### GIVEN RECORDS ###
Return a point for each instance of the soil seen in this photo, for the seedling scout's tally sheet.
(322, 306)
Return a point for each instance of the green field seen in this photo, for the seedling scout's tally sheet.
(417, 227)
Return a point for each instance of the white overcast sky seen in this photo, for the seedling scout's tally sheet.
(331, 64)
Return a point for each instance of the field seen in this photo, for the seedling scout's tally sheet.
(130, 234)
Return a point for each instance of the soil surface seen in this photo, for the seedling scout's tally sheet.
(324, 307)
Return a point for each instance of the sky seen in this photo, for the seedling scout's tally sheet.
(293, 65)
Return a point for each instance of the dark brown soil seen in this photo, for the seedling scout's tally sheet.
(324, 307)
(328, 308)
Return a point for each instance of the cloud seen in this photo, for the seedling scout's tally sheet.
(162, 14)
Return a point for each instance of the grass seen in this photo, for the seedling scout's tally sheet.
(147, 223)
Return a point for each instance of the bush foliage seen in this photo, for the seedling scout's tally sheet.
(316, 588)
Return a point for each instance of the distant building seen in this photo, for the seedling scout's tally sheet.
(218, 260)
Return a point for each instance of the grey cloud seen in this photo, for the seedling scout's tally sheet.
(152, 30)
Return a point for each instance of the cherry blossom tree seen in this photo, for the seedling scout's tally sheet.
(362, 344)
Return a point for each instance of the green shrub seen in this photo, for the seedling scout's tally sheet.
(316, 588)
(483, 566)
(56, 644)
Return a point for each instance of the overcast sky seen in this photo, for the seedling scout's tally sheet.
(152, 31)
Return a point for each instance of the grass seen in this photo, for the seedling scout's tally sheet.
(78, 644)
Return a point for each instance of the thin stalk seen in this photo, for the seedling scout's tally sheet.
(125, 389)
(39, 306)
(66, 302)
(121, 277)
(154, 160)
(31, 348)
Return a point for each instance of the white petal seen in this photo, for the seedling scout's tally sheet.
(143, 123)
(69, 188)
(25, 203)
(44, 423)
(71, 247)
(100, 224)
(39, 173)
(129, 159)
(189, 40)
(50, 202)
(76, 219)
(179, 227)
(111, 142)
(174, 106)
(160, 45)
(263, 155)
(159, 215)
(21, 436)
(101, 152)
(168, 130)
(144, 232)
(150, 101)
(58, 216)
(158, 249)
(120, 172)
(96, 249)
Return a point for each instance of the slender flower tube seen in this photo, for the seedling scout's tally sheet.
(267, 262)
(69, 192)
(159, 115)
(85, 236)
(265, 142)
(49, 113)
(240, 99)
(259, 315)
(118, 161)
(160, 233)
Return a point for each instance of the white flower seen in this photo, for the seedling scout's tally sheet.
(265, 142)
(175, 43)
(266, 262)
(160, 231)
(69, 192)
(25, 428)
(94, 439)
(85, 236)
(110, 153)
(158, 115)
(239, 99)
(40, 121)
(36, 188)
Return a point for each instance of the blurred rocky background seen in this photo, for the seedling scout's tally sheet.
###
--- DESCRIPTION OF THE TASK ---
In full and exactly as written, repeat the data.

--- TASK SOLUTION ---
Return a point for each instance of the soil seen in this photo, for the seedling scout's tally sheet.
(322, 306)
Return a point for each instance of the green field seen in this photo, for the seedling scout's tally sheet.
(417, 227)
Return a point for each instance of the white overcast sky seen in this photo, for the seedling scout's tally sheet.
(331, 64)
Return a point for each instance of the field seen in this photo, for the seedling scout's tally sheet.
(130, 234)
Return a point for each instance of the soil surface seen in this photo, for the seedling scout's tally sheet.
(324, 307)
Return a point for each instance of the sky seen in this photo, for the seedling scout's tally sheet.
(293, 65)
Return a point for each instance of the dark brown soil seen in this photo, for the seedling scout's tally sheet.
(324, 307)
(328, 308)
Return a point for each instance of the cloud seen in this photo, for the seedling scout's tally sheet.
(162, 14)
Return a point for each instance of the grass seen in this photo, for the seedling scout's tally sheet.
(147, 223)
Return a point for each instance of the bush foliage seen in this photo, for the seedling scout's tally sheet.
(316, 588)
Return a point for each instance of the distant building seen in this photo, for the seedling scout's tally sheet.
(218, 260)
Return a point for each instance of the grey cloud seen in this photo, for the seedling scout's tally sheet.
(152, 30)
Return a point for each instance of the cherry blossom tree seen in this photo, for the seedling scout's tally sheet.
(362, 344)
Return a point for each instance of the green shrub seen in this photo, for the seedling scout's tally sheet.
(316, 588)
(483, 566)
(56, 644)
Return a point for each instance of the overcast sky seen in this photo, for the seedling scout's tally sheet.
(152, 31)
Return a point for each instance of the grass seen in this photo, for the seedling scout's tally sheet.
(78, 644)
Return a point for each instance of the thin stalk seen in this photo, for the seedling scout's tally sheet.
(125, 389)
(39, 306)
(66, 302)
(121, 277)
(154, 160)
(31, 348)
Return a point for each instance of the white petal seen in this photo, for the seedling scout's tally sheet.
(143, 123)
(69, 188)
(25, 203)
(44, 423)
(71, 247)
(100, 224)
(39, 173)
(129, 159)
(189, 40)
(50, 202)
(76, 219)
(179, 227)
(111, 142)
(174, 106)
(160, 45)
(263, 155)
(159, 215)
(21, 436)
(101, 152)
(168, 130)
(144, 232)
(150, 101)
(58, 216)
(158, 249)
(120, 172)
(96, 249)
Return a point for each instance of the slender flower tube seen in this photo, for the seedling scout's tally sheet.
(267, 262)
(69, 192)
(159, 115)
(85, 236)
(265, 142)
(49, 113)
(240, 99)
(259, 315)
(118, 161)
(160, 233)
Return a point for each instance of the white flower seen in this photo, for the seedling scout's tally sheet.
(265, 142)
(175, 43)
(266, 262)
(160, 231)
(69, 192)
(25, 428)
(94, 439)
(85, 236)
(110, 153)
(158, 115)
(239, 99)
(40, 121)
(36, 188)
Return a point for each instance of the blurred rocky background seen in this photo, for the seedling scout's tally sheet.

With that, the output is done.